■ REQUIREMENTS:
Retype the stretch of data from the line containing "Mark the region of each instance of the window" through the line containing "[[432,3],[424,11],[424,60],[495,52],[496,5]]", without any changes.

**** DATASET CONTENT

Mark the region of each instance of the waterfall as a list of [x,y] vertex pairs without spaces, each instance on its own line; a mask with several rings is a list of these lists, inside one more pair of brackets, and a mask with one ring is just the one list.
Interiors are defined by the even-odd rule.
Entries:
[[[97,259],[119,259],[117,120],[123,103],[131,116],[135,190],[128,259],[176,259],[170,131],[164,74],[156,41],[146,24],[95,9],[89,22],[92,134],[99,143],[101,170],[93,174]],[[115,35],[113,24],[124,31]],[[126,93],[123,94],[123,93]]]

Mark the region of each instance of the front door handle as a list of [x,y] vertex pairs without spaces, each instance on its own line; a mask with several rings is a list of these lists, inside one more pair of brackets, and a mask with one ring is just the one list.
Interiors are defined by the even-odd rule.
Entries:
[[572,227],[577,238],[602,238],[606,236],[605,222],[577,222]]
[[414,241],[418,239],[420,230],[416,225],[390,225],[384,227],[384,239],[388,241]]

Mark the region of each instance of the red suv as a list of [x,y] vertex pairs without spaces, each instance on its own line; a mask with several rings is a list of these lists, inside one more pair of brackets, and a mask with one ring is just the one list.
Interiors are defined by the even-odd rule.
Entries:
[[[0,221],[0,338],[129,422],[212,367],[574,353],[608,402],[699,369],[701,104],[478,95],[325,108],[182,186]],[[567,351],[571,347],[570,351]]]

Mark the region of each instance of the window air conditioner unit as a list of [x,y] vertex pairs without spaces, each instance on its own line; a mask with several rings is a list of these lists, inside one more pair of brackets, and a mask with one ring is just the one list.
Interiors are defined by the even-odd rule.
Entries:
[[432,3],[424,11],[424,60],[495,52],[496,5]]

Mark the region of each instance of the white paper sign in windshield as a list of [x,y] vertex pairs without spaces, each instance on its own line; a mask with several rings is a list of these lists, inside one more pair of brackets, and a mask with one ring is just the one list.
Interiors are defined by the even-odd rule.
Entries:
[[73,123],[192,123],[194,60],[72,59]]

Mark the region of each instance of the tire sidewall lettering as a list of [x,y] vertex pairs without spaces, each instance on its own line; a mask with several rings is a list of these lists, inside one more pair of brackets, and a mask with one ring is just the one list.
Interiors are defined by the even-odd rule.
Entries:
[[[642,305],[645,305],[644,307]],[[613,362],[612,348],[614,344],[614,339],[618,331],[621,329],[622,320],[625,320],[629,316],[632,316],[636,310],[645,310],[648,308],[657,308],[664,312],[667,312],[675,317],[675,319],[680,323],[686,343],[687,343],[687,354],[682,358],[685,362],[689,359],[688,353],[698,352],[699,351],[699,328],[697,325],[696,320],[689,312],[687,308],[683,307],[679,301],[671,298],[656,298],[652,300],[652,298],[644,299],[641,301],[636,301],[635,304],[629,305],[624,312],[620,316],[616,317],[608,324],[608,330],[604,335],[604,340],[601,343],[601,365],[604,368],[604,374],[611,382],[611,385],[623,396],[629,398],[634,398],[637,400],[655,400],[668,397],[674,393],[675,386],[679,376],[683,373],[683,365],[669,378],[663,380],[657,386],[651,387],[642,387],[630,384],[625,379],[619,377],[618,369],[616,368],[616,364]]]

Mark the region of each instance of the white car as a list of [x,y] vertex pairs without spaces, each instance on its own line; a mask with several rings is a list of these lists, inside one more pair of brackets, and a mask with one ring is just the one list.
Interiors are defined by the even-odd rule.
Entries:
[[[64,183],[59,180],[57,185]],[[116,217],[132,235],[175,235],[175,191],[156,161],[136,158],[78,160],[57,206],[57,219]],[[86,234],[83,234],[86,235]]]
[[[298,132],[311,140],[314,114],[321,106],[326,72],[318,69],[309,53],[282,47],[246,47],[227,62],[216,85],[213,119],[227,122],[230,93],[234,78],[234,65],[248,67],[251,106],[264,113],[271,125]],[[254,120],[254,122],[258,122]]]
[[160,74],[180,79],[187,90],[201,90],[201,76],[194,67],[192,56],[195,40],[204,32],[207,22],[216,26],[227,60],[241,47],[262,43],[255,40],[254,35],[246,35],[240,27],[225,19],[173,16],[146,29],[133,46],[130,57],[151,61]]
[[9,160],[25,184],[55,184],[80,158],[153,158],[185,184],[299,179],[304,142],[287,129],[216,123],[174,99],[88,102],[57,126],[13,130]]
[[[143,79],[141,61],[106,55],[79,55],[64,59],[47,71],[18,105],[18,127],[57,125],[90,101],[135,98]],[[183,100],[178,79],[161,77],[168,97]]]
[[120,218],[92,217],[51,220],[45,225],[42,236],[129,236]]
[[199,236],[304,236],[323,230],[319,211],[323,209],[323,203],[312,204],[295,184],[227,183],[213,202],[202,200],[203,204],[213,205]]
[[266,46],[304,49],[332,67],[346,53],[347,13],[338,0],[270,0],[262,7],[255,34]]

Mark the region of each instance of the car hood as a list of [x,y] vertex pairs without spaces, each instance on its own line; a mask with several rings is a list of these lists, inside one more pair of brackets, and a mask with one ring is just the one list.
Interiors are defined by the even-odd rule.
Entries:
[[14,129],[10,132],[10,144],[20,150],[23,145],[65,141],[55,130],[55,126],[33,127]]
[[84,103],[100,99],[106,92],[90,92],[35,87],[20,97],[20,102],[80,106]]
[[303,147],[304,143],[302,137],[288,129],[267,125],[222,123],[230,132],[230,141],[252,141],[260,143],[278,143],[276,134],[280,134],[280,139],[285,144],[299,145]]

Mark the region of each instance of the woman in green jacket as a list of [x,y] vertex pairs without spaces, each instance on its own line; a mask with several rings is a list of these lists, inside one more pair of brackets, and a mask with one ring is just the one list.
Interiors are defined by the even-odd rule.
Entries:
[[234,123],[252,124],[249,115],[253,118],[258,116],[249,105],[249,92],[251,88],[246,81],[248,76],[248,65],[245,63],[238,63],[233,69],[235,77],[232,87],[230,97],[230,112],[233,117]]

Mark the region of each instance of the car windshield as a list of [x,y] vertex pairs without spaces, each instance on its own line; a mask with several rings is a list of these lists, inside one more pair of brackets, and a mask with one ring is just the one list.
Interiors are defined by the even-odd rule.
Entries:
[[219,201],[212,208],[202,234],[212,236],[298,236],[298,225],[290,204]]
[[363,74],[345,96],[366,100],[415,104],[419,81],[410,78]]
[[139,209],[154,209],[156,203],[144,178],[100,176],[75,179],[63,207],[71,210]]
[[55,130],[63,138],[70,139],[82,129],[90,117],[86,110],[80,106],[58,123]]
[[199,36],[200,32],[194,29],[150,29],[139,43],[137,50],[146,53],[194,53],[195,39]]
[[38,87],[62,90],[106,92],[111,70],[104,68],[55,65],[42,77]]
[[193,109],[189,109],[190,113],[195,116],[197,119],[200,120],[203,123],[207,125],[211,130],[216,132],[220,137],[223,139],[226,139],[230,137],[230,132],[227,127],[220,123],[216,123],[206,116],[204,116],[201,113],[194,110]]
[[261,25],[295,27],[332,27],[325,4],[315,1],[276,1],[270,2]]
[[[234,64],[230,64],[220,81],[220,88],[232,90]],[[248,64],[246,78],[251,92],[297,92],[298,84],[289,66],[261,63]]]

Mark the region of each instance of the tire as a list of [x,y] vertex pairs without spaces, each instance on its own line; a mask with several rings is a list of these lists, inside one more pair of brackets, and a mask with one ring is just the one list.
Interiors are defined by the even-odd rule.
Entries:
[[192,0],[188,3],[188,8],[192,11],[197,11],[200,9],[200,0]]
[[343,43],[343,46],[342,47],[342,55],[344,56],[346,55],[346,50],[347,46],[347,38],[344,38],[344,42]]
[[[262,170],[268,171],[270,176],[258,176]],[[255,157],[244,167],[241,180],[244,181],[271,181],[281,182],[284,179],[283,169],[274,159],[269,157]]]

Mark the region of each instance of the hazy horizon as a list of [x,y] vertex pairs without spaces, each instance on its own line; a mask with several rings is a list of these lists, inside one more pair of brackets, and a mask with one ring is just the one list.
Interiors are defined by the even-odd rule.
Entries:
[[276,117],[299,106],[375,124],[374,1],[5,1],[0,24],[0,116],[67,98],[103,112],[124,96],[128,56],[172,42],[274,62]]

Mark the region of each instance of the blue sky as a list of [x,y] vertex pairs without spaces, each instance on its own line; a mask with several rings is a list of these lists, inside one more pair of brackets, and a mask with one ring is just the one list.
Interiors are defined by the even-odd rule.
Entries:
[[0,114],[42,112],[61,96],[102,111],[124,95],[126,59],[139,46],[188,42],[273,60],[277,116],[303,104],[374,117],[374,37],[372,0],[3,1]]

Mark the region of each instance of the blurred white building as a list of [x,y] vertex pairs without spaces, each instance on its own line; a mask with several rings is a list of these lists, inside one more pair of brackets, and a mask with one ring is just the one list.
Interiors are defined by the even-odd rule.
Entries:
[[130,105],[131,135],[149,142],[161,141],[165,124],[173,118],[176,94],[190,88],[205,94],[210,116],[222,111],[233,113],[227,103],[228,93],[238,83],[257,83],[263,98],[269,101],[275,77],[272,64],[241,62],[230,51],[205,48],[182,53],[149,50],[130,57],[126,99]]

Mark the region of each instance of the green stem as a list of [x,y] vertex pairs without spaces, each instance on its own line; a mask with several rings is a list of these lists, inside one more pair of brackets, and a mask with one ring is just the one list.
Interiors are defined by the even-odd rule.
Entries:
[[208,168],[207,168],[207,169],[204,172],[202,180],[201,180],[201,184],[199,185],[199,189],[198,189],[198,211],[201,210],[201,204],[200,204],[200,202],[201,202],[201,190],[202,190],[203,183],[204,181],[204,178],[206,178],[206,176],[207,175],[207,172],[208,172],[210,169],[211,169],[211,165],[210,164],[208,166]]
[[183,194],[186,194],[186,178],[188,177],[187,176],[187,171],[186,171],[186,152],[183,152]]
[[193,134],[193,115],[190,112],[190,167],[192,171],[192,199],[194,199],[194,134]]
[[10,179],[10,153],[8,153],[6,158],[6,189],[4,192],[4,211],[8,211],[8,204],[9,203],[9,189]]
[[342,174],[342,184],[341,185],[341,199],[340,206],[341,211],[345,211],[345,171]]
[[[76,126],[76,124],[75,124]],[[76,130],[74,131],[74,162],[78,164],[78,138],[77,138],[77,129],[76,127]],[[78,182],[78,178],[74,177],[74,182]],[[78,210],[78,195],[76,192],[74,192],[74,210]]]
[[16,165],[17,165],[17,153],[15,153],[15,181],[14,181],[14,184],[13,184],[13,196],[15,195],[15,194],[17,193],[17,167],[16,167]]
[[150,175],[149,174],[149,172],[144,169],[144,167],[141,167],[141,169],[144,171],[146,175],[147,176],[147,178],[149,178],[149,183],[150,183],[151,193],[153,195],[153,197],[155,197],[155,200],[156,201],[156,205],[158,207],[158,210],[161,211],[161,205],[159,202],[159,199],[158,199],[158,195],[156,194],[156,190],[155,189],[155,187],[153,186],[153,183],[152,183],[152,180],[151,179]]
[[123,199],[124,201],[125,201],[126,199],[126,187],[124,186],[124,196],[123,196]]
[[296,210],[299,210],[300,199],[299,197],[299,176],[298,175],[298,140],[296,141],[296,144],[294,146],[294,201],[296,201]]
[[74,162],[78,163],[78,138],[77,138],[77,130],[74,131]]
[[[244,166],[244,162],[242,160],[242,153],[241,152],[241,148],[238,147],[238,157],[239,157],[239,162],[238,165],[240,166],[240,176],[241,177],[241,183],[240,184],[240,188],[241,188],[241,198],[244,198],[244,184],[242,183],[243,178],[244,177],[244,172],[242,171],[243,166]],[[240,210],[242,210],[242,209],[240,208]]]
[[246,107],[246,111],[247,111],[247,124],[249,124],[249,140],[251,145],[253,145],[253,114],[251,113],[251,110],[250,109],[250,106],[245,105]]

********

■ SOLVED EXERCISE:
Mark the region of each instance of the window air conditioner unit as a list of [x,y] vertex pairs without spaces, each instance on its own line; a mask with several rings is a list of these lists, inside one more pair of brackets, and a mask with one ring is just the one list.
Interiors are defined by the even-odd rule.
Entries:
[[432,3],[424,11],[424,60],[495,52],[496,5]]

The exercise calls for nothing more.